- PROMPT A
Quote the whole account of choosing a baby's headstone word for word.

Effy-Maes headstone was finally fitted on Christmas Eve 2015, 2 1/2 years after losing her.
After 2 years of deciding on the wording, and six months searching for a stonemason able to source the granite I wanted it had been a long time coming, but as I walked into the cemetery on Christmas morning it was the best Christmas present I could ever have wished for. There, stood perfectly on my baby’s grave was a real life version of the sketch I threw together on ‘paint’ all those months ago.
Choosing a design was hard, well, who expects to be choosing a headstone for their baby?
I had it in my mind that I wanted the classic headstone shape with the rounded top, but it no longer seems to be a standard shape. Looking through the catalogue the funeral director gave me I was throughly uninspired and completely disheartened. I didn’t want to get her something that wasn’t perfect!

- PROMPT B
Print the lines of the records from the line with "Phrase: sunglasses" to the last line of the records, both included, and nothing else.

- INPUT ROWS

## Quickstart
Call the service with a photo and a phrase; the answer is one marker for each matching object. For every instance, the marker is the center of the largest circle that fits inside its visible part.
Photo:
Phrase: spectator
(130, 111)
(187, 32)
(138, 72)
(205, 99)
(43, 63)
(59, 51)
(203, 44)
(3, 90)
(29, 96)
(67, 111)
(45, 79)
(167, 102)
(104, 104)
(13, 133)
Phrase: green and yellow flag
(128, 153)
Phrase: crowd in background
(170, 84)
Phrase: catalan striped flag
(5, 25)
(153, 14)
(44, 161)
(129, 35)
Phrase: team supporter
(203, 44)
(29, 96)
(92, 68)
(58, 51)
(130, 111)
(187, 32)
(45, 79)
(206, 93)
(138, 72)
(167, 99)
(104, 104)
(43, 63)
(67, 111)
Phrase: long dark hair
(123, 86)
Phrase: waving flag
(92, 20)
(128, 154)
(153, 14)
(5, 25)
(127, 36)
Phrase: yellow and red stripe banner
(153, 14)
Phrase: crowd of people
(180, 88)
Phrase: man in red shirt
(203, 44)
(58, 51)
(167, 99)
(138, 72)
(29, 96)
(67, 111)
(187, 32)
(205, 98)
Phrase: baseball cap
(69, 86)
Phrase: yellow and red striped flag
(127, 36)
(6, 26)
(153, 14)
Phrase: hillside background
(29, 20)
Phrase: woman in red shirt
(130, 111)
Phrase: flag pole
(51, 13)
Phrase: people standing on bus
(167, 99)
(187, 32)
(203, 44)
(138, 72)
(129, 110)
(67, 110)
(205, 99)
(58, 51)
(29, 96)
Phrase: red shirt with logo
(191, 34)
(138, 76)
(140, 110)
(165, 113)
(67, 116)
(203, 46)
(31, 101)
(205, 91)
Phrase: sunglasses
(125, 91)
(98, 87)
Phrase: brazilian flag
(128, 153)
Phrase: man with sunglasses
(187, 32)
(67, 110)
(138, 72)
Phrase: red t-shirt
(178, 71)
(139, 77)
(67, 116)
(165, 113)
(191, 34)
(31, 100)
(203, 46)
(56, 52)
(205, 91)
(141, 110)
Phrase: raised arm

- CORRECT OUTPUT A
Effy-Maes headstone was finally fitted on Christmas Eve 2015, 2 1/2 years after losing her.
After 2 years of deciding on the wording, and six months searching for a stonemason able to source the granite I wanted it had been a long time coming, but as I walked into the cemetery on Christmas morning it was the best Christmas present I could ever have wished for. There, stood perfectly on my baby’s grave was a real life version of the sketch I threw together on ‘paint’ all those months ago.
Choosing a design was hard, well, who expects to be choosing a headstone for their baby?
I had it in my mind that I wanted the classic headstone shape with the rounded top, but it no longer seems to be a standard shape. Looking through the catalogue the funeral director gave me I was throughly uninspired and completely disheartened. I didn’t want to get her something that wasn’t perfect!

- CORRECT OUTPUT B
Phrase: sunglasses
(125, 91)
(98, 87)
Phrase: brazilian flag
(128, 153)
Phrase: man with sunglasses
(187, 32)
(67, 110)
(138, 72)
Phrase: red t-shirt
(178, 71)
(139, 77)
(67, 116)
(165, 113)
(191, 34)
(31, 100)
(203, 46)
(56, 52)
(205, 91)
(141, 110)
Phrase: raised arm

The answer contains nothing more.